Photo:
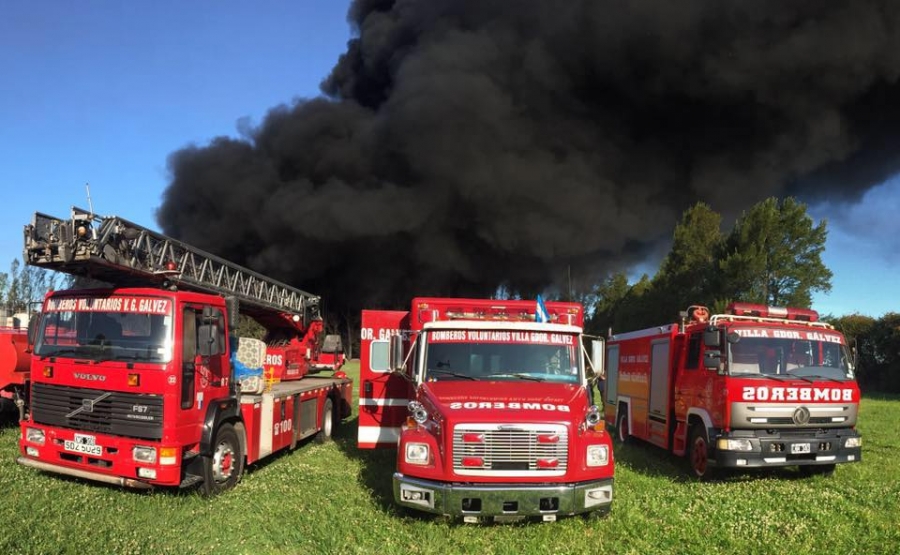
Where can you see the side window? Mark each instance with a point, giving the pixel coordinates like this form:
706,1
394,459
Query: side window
379,356
188,356
693,354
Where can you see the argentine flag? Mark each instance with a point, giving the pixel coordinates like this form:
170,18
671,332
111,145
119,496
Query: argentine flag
540,312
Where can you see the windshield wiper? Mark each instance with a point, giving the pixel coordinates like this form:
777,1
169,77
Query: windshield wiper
60,352
520,375
454,374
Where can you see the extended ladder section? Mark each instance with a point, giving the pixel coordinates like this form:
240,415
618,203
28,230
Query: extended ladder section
117,251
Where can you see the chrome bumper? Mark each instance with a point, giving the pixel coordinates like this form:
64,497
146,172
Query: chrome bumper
502,500
85,474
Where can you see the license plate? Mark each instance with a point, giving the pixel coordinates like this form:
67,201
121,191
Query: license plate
83,443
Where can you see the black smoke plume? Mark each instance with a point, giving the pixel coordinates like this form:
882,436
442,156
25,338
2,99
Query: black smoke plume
461,145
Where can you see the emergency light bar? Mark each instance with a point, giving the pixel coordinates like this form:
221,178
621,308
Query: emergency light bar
763,311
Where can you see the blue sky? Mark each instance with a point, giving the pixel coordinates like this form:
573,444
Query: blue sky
103,92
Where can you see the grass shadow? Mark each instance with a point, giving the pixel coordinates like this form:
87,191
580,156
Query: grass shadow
376,465
653,461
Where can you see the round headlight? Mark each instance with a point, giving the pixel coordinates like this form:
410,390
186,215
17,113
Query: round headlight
593,416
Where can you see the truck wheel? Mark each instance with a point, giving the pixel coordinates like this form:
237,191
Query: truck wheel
324,434
817,470
622,427
698,454
223,469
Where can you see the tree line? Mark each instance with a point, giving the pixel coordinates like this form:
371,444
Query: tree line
23,288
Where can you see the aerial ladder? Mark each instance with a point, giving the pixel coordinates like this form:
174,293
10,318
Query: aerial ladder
120,405
114,250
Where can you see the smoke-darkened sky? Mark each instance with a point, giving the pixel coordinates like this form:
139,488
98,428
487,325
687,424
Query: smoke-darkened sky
461,145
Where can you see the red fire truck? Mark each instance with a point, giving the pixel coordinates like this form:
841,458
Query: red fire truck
490,411
756,387
14,366
135,385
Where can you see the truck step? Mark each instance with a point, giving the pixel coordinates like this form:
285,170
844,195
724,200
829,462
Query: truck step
190,480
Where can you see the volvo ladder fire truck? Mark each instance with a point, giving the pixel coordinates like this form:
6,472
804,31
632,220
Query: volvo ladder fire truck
490,411
134,384
757,386
14,366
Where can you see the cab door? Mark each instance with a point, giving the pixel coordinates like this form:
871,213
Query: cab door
383,395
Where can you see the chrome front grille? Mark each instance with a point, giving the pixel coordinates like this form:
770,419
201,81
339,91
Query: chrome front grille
510,450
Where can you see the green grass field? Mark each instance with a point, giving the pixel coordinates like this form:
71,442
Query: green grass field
334,498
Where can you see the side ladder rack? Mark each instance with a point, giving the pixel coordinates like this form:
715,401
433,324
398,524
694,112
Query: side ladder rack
115,250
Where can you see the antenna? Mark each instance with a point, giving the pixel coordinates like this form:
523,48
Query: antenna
87,187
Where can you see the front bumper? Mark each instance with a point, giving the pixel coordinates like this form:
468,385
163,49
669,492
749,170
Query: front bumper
502,500
770,449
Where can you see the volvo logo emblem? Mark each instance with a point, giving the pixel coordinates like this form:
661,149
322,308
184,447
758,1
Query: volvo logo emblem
801,416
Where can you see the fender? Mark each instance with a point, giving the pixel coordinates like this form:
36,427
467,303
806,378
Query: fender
702,414
217,412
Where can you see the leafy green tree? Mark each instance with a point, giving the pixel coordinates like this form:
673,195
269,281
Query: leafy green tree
689,274
26,285
773,256
859,332
621,306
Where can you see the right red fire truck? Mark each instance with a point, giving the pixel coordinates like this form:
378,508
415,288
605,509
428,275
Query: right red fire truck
757,387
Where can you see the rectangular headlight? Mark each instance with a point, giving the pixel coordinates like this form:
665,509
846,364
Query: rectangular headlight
417,453
34,435
734,444
598,455
145,455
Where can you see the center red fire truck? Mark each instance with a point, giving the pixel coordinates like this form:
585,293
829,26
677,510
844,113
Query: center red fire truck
490,411
756,387
134,385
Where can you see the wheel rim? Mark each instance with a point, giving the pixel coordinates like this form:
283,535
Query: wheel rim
223,462
699,456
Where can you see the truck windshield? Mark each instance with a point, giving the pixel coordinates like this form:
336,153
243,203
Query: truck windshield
502,355
126,328
807,355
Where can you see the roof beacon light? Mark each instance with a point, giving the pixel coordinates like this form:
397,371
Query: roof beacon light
763,311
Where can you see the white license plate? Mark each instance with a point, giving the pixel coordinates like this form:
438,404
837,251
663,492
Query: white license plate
83,443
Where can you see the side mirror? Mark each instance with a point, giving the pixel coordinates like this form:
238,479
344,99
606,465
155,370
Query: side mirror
712,360
596,361
396,353
712,338
208,343
34,324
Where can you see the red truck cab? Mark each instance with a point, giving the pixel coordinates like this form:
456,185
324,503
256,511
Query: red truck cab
756,386
490,411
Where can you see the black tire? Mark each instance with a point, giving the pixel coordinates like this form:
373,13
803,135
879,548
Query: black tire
698,454
817,470
622,426
328,422
223,469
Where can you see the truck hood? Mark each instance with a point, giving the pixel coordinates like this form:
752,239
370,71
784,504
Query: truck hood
793,390
505,401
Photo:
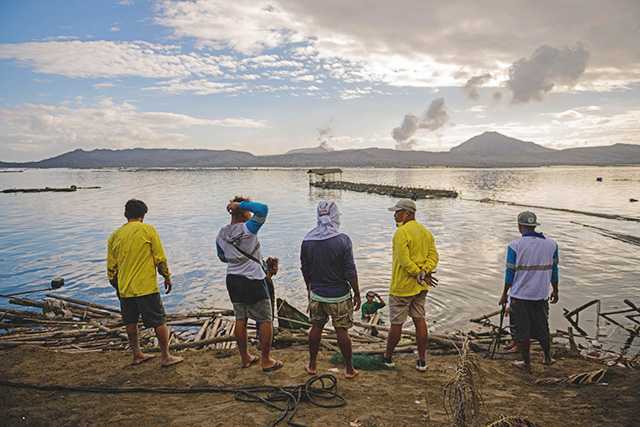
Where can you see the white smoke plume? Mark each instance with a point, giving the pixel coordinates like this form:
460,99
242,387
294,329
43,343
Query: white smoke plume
324,136
531,78
434,118
471,87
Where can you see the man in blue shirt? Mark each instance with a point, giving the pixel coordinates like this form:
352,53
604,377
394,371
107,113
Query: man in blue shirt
531,274
237,245
329,271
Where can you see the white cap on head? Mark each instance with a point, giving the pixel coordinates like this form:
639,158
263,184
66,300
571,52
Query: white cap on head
404,205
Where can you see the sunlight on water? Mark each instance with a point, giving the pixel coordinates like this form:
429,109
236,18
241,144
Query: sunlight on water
64,234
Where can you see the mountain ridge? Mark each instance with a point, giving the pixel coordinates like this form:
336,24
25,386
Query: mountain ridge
489,149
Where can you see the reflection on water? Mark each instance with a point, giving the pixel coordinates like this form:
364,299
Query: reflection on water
48,234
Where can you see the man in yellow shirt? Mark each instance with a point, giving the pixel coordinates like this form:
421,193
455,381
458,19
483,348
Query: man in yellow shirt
414,259
134,253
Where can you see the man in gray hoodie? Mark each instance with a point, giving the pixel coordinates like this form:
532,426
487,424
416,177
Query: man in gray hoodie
237,245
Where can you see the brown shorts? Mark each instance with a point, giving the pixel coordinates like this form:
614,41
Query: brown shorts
341,313
402,307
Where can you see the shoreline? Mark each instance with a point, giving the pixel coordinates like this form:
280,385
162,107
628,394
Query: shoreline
376,398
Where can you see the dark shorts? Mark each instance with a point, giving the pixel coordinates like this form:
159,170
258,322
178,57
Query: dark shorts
149,306
529,319
246,291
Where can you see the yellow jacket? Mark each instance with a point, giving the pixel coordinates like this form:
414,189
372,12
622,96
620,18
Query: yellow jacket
414,250
134,252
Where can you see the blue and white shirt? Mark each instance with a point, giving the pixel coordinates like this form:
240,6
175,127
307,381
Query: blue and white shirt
532,266
245,236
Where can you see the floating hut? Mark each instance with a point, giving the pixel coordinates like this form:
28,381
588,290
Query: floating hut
324,175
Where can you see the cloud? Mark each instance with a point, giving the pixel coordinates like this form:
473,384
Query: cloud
436,41
434,118
245,26
531,78
89,59
471,87
55,128
103,85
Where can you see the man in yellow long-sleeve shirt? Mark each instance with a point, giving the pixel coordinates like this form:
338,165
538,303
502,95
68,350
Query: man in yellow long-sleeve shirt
134,253
414,259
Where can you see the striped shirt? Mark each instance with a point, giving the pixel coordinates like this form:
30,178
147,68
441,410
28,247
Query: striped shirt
532,266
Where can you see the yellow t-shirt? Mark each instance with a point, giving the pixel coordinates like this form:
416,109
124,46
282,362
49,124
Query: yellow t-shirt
414,250
134,252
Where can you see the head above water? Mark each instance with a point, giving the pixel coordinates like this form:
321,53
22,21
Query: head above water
238,215
135,209
527,222
404,211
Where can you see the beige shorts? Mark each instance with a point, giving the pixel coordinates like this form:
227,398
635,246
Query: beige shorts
341,313
402,307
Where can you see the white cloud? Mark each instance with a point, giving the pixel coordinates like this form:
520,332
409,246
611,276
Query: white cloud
110,59
436,40
55,128
196,87
103,85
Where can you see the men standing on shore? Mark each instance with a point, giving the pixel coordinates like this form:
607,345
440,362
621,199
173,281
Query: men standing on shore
414,260
133,255
237,245
531,273
329,271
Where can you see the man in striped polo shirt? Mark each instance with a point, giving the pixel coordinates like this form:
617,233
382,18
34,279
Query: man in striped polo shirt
531,274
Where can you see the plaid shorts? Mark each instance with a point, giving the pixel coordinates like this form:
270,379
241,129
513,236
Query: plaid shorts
402,307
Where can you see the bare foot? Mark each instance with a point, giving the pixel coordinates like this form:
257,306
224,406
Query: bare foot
141,358
252,361
273,366
170,361
351,375
522,366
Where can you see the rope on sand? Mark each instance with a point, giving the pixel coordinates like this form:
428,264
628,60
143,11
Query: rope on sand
512,421
462,397
319,390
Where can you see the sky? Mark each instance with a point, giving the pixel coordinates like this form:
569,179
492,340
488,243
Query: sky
270,76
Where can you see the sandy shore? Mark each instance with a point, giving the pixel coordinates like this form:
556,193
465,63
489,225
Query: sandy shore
399,397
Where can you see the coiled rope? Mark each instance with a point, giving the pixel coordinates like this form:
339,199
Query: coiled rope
319,390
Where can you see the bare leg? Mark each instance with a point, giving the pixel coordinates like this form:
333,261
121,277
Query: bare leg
266,337
344,342
241,335
523,346
546,348
393,339
134,343
162,332
421,337
315,335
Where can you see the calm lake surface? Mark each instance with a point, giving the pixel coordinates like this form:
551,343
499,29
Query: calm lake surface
64,234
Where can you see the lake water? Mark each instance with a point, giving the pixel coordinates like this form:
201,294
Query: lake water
64,234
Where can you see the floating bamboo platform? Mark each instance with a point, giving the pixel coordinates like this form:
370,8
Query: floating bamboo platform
69,189
413,193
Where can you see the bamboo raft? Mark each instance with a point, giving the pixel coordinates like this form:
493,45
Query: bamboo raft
413,193
75,326
69,189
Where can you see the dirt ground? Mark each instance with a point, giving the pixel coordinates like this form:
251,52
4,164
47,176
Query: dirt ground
399,397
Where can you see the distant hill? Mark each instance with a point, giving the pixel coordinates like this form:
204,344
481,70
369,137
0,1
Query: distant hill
320,149
490,149
497,144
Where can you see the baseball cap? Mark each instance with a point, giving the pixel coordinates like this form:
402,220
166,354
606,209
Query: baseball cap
404,205
528,218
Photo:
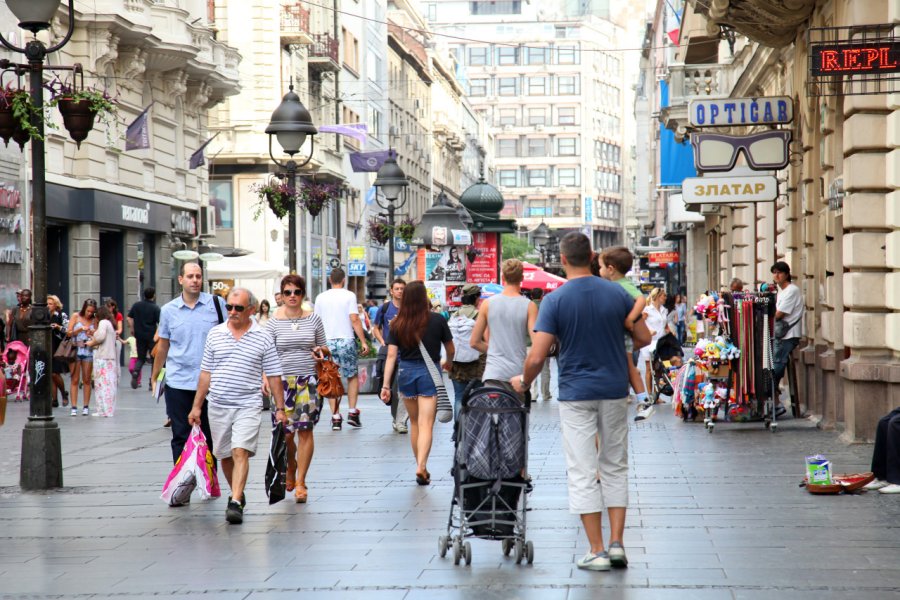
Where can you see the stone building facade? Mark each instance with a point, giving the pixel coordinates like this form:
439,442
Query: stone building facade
836,220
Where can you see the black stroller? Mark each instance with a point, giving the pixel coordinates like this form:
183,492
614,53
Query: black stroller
490,458
667,348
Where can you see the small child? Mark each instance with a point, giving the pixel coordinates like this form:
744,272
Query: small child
132,353
614,262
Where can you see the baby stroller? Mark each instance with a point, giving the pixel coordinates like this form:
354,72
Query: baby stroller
667,349
15,368
490,457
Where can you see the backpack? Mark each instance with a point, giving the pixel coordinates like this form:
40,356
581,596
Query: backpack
461,328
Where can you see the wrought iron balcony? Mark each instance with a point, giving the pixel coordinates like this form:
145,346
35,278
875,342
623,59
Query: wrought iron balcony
324,53
295,24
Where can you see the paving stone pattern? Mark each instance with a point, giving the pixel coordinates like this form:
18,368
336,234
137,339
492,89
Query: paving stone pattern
712,516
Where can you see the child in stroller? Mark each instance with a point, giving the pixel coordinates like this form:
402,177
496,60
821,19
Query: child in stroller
668,350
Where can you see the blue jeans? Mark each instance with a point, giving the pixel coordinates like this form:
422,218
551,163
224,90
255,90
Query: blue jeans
783,349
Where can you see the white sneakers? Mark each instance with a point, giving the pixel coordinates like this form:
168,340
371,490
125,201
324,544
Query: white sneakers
604,561
883,487
644,411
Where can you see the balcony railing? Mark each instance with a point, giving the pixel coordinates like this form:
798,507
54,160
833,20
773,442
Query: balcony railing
294,18
324,49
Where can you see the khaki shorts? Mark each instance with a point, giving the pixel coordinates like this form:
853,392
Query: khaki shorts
233,428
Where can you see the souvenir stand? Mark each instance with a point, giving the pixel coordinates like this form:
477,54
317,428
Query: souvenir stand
731,367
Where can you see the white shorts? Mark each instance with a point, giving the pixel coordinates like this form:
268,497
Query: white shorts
581,421
233,428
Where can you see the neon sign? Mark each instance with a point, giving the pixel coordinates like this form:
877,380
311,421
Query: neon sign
851,59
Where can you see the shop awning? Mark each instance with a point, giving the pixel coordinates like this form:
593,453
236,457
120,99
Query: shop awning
244,267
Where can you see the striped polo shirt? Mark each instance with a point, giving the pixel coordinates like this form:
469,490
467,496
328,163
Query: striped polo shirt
236,366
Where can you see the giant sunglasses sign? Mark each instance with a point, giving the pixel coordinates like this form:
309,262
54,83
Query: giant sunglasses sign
734,112
763,151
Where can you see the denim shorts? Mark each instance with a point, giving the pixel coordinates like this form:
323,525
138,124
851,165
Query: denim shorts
414,380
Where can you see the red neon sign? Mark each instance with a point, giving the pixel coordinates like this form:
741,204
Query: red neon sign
851,59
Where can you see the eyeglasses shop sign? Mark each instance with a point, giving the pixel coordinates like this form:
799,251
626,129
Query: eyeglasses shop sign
729,190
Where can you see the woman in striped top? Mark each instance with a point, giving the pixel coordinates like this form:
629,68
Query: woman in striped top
299,338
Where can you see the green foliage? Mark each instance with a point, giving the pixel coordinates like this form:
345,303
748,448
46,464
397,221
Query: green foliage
516,247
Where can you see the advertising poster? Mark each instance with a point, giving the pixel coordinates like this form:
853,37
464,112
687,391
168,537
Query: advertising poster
484,268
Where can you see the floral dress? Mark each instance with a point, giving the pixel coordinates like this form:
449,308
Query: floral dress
294,340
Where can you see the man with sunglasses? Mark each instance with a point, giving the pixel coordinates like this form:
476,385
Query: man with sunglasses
235,356
183,326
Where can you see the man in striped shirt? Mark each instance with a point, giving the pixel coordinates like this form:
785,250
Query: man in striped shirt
235,356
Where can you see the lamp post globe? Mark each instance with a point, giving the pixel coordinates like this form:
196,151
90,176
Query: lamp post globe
34,15
391,179
290,123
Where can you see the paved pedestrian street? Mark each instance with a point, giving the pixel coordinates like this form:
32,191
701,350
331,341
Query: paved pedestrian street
712,516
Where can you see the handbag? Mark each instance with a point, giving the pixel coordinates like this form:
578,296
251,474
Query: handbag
66,350
782,327
444,408
276,469
329,377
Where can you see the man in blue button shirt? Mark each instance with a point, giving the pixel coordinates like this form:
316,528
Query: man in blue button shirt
183,325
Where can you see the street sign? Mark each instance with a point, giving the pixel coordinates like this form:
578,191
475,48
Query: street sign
731,112
729,190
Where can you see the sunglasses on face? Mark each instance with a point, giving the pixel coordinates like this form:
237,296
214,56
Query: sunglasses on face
718,152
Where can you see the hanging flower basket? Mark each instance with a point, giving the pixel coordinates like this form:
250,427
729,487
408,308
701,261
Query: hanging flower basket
16,111
81,107
274,195
314,197
406,229
379,230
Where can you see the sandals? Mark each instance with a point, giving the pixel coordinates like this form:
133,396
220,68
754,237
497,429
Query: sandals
301,494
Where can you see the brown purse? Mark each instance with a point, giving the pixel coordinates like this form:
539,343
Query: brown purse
330,385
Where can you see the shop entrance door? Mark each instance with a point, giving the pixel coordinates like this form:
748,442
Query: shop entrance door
112,267
58,264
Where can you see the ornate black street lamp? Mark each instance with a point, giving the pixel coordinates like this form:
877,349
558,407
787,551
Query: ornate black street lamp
291,123
41,464
391,180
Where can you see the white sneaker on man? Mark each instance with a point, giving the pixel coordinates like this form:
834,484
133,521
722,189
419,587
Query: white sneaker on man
876,484
644,411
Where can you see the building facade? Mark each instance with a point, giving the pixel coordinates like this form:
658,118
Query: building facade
835,219
552,98
115,217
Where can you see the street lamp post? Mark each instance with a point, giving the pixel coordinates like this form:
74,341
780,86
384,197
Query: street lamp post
291,123
41,464
391,180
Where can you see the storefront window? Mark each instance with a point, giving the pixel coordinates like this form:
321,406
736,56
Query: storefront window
221,199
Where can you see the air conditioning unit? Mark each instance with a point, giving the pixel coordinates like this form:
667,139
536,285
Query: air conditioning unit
207,221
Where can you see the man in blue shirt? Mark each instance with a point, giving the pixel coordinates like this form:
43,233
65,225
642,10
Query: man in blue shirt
183,325
587,317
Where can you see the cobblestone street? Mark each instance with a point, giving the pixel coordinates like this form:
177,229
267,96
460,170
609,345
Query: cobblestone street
711,516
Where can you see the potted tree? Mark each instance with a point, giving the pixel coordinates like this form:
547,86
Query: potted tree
274,195
379,230
406,229
314,197
80,107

### Directions for this task
Write out exactly the lines from the line holding "Where can you see the street lamp" through the last line of the data, and nothing besides those lines.

### Finished task
Where can you see the street lamp post? Mark each instance with a point, giving the pixel coordinates like this form:
74,341
780,86
384,197
Query: street lamp post
291,123
41,464
391,180
Where can you see the storefront window? Mark each instance with a point, giving the pixel coordinates like this form:
321,406
736,56
Query: storefront window
221,199
Where can you see the air conditioning unit? Mark each instance with a point, giving the pixel coordinates like this form:
667,139
536,285
Query: air conditioning unit
207,221
Where can you see the man in blue shirt? Mark each instance with a point, giving the pixel coordinates like this form:
43,233
65,225
642,10
Query: man in blue shirt
183,325
587,317
Where can you see the cobblestone street? Mark each instance with a point, giving the pixel coordinates like this form:
177,229
267,96
460,170
609,345
Query: cobblestone street
711,516
Where can you see the potted tree? Mark each instance with a point, giving the pixel coordinates like this form:
547,86
Query: potted tree
274,195
379,230
406,229
314,197
80,107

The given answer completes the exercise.